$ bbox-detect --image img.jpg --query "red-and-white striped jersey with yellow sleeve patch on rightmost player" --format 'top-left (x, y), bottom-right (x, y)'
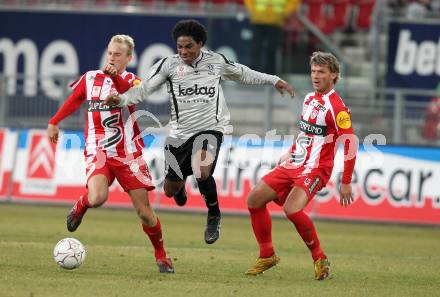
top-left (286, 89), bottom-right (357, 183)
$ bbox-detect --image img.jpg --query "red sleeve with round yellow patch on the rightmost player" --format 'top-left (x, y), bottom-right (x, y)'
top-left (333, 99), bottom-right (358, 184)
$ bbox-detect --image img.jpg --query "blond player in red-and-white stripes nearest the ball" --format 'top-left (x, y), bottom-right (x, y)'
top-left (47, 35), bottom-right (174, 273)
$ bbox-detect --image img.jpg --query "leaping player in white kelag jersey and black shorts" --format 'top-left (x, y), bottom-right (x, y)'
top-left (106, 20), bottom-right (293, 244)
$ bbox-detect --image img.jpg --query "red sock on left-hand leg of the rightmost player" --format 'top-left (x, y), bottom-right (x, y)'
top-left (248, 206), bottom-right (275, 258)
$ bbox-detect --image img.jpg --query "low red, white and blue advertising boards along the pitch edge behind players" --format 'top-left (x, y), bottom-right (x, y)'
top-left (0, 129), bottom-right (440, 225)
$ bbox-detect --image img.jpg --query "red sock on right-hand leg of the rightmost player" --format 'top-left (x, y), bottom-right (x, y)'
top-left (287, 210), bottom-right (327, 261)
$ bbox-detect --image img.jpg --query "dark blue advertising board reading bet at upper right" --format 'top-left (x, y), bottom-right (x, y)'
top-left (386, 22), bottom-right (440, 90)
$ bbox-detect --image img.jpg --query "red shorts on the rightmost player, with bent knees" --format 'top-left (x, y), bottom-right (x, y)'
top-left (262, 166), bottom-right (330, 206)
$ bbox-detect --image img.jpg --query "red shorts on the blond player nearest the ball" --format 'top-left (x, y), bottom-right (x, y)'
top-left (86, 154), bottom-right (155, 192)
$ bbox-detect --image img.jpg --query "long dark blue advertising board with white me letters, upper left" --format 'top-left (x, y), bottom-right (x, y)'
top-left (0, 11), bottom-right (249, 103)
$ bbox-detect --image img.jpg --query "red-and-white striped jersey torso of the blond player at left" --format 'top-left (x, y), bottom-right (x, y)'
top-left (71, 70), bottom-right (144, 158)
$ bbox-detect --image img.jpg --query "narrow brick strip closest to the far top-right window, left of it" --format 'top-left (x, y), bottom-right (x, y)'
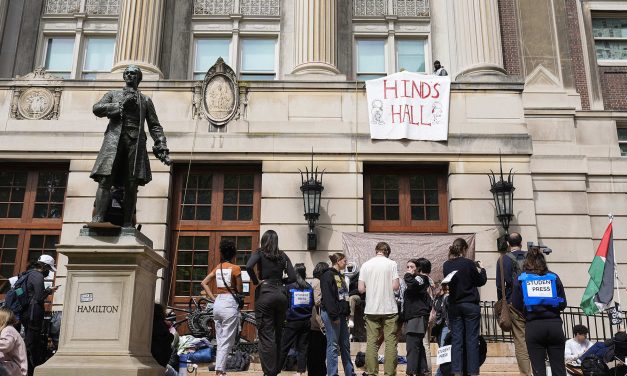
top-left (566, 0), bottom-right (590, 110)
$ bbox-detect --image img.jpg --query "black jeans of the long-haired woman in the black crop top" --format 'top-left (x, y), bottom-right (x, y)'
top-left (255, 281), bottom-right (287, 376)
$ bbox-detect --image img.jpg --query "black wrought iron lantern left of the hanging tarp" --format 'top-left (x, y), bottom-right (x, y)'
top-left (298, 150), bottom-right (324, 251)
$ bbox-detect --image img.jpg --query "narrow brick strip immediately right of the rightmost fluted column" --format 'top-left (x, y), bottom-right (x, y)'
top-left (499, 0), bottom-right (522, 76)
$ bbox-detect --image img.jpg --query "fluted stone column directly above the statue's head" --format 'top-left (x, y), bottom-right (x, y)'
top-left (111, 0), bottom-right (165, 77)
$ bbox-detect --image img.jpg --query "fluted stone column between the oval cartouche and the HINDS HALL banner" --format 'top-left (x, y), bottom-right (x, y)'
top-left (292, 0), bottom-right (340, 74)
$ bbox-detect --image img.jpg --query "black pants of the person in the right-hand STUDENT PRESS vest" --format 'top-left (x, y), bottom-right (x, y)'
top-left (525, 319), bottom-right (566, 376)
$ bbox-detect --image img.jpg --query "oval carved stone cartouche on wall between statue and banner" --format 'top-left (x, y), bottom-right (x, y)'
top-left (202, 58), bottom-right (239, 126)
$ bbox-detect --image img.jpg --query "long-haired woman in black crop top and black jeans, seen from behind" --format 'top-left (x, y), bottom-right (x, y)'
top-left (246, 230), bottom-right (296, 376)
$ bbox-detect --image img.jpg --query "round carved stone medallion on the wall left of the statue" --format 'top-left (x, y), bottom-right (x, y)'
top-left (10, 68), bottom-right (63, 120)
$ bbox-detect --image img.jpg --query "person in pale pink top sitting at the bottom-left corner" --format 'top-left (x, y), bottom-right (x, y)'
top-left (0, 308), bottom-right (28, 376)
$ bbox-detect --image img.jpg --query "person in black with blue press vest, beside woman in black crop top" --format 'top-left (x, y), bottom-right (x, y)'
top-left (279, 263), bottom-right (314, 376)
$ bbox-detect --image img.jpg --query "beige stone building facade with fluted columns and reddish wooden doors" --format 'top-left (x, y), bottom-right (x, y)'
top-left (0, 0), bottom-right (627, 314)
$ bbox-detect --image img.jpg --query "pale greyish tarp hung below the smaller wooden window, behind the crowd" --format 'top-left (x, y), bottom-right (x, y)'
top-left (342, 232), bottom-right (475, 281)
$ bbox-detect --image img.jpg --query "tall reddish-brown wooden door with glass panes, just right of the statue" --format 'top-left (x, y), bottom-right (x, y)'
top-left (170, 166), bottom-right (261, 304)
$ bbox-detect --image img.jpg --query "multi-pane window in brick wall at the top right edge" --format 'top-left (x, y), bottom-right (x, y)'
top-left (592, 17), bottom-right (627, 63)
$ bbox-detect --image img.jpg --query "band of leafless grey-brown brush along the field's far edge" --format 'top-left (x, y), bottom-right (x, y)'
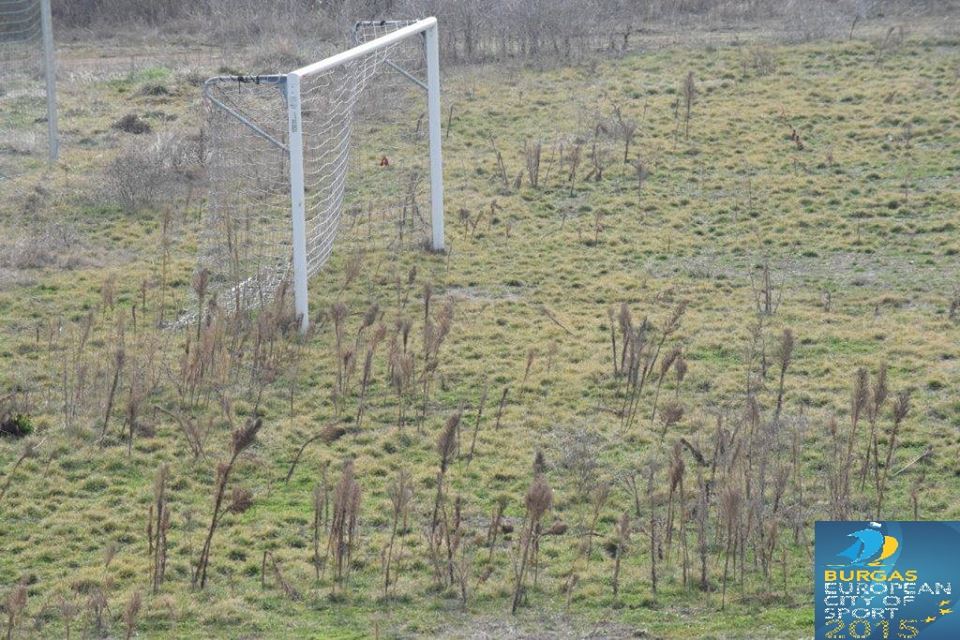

Your instructions. Repeat the entries word for word and skip the pictures.

Answer to this problem.
$ bbox-detect --image img.jpg --query "red-and-white striped jersey with yellow sleeve patch on rightmost player" --format 'top-left (x, y), bottom-right (x, y)'
top-left (286, 89), bottom-right (357, 183)
$ bbox-detect --image img.jpg --query "red sleeve with round yellow patch on the rightmost player" --format 'top-left (x, y), bottom-right (x, y)'
top-left (333, 99), bottom-right (358, 184)
$ bbox-detect --image img.jpg --query "blond player in red-and-white stripes nearest the ball" --format 'top-left (x, y), bottom-right (x, y)'
top-left (47, 35), bottom-right (174, 273)
$ bbox-detect --image img.jpg --query "leaping player in white kelag jersey and black shorts" --format 'top-left (x, y), bottom-right (x, y)'
top-left (106, 20), bottom-right (293, 244)
$ bbox-detect --image img.jpg --query "red sock on left-hand leg of the rightmost player" --format 'top-left (x, y), bottom-right (x, y)'
top-left (248, 206), bottom-right (275, 258)
$ bbox-detect --image img.jpg --query "low red, white and blue advertising boards along the pitch edge behind players" --format 'top-left (x, y), bottom-right (x, y)'
top-left (0, 129), bottom-right (440, 225)
$ bbox-detect --image img.jpg --query "red sock on right-hand leg of the rightmost player" --format 'top-left (x, y), bottom-right (x, y)'
top-left (287, 210), bottom-right (327, 261)
$ bbox-detect --image img.jpg --query "dark blue advertising board reading bet at upper right" --format 'top-left (x, y), bottom-right (x, y)'
top-left (386, 22), bottom-right (440, 90)
$ bbox-detect --image img.jpg --query "red shorts on the rightmost player, with bent knees" --format 'top-left (x, y), bottom-right (x, y)'
top-left (262, 166), bottom-right (330, 206)
$ bbox-detect --image img.jpg --query "red shorts on the blond player nearest the ball" --format 'top-left (x, y), bottom-right (x, y)'
top-left (86, 154), bottom-right (155, 192)
$ bbox-detect --image img.jpg --query "long dark blue advertising board with white me letters, upper left" --format 'top-left (x, y), bottom-right (x, y)'
top-left (0, 11), bottom-right (249, 103)
$ bbox-detect --image img.jpg --query "red-and-white striped jersey torso of the blond player at left" --format 'top-left (x, y), bottom-right (x, y)'
top-left (71, 70), bottom-right (144, 158)
$ bbox-detect --image img.jpg --query "narrow brick strip closest to the far top-right window, left of it" --format 'top-left (x, y), bottom-right (x, y)'
top-left (566, 0), bottom-right (590, 110)
$ bbox-detect --image img.jpg --query "black jeans of the long-haired woman in the black crop top" --format 'top-left (x, y), bottom-right (x, y)'
top-left (255, 281), bottom-right (287, 376)
$ bbox-detect --image img.jpg --query "black wrought iron lantern left of the hanging tarp" --format 'top-left (x, y), bottom-right (x, y)'
top-left (298, 150), bottom-right (324, 251)
$ bbox-detect --image img.jpg --query "narrow brick strip immediately right of the rightmost fluted column" --format 'top-left (x, y), bottom-right (x, y)'
top-left (499, 0), bottom-right (522, 76)
$ bbox-detect --image img.jpg --query "fluted stone column directly above the statue's head" --format 'top-left (x, y), bottom-right (x, y)'
top-left (111, 0), bottom-right (165, 77)
$ bbox-detect --image img.jpg --query "fluted stone column between the oval cartouche and the HINDS HALL banner" --format 'top-left (x, y), bottom-right (x, y)'
top-left (292, 0), bottom-right (340, 74)
$ bbox-detect --image img.jpg --query "black pants of the person in the right-hand STUDENT PRESS vest" --format 'top-left (x, y), bottom-right (x, y)'
top-left (525, 319), bottom-right (566, 376)
$ bbox-detect --image img.jpg --query "oval carved stone cartouche on wall between statue and banner" --format 'top-left (x, y), bottom-right (x, y)'
top-left (202, 58), bottom-right (239, 126)
$ bbox-detect --image img.jpg --query "long-haired woman in black crop top and black jeans, seen from behind" --format 'top-left (x, y), bottom-right (x, y)'
top-left (246, 230), bottom-right (296, 376)
$ bbox-detect --image img.jpg --query "round carved stone medallion on the wall left of the statue" --format 'top-left (x, y), bottom-right (x, y)'
top-left (10, 68), bottom-right (63, 120)
$ bbox-detect --image img.jpg --query "person in pale pink top sitting at the bottom-left corner" --format 'top-left (x, y), bottom-right (x, y)'
top-left (0, 308), bottom-right (28, 376)
$ bbox-detect --image img.jpg --query "person in black with blue press vest, beside woman in black crop top" --format 'top-left (x, y), bottom-right (x, y)'
top-left (279, 263), bottom-right (314, 376)
$ bbox-detect --image img.jpg --query "beige stone building facade with fluted columns and reddish wooden doors" --format 'top-left (x, y), bottom-right (x, y)'
top-left (0, 0), bottom-right (627, 314)
$ bbox-detect --image img.jpg --query "pale greyish tarp hung below the smaller wooden window, behind the crowd" --format 'top-left (x, y), bottom-right (x, y)'
top-left (342, 232), bottom-right (475, 281)
$ bbox-detect --image img.jpg --query "tall reddish-brown wooden door with glass panes, just right of the statue" --format 'top-left (x, y), bottom-right (x, y)'
top-left (170, 166), bottom-right (261, 304)
$ bbox-detect --image img.jpg --query "multi-pane window in brick wall at the top right edge" --format 'top-left (x, y), bottom-right (x, y)'
top-left (592, 17), bottom-right (627, 63)
$ bbox-detect --image img.jpg --query "band of leafless grey-brown brush along the field's far edge" --format 'top-left (x, y), bottom-right (x, y)'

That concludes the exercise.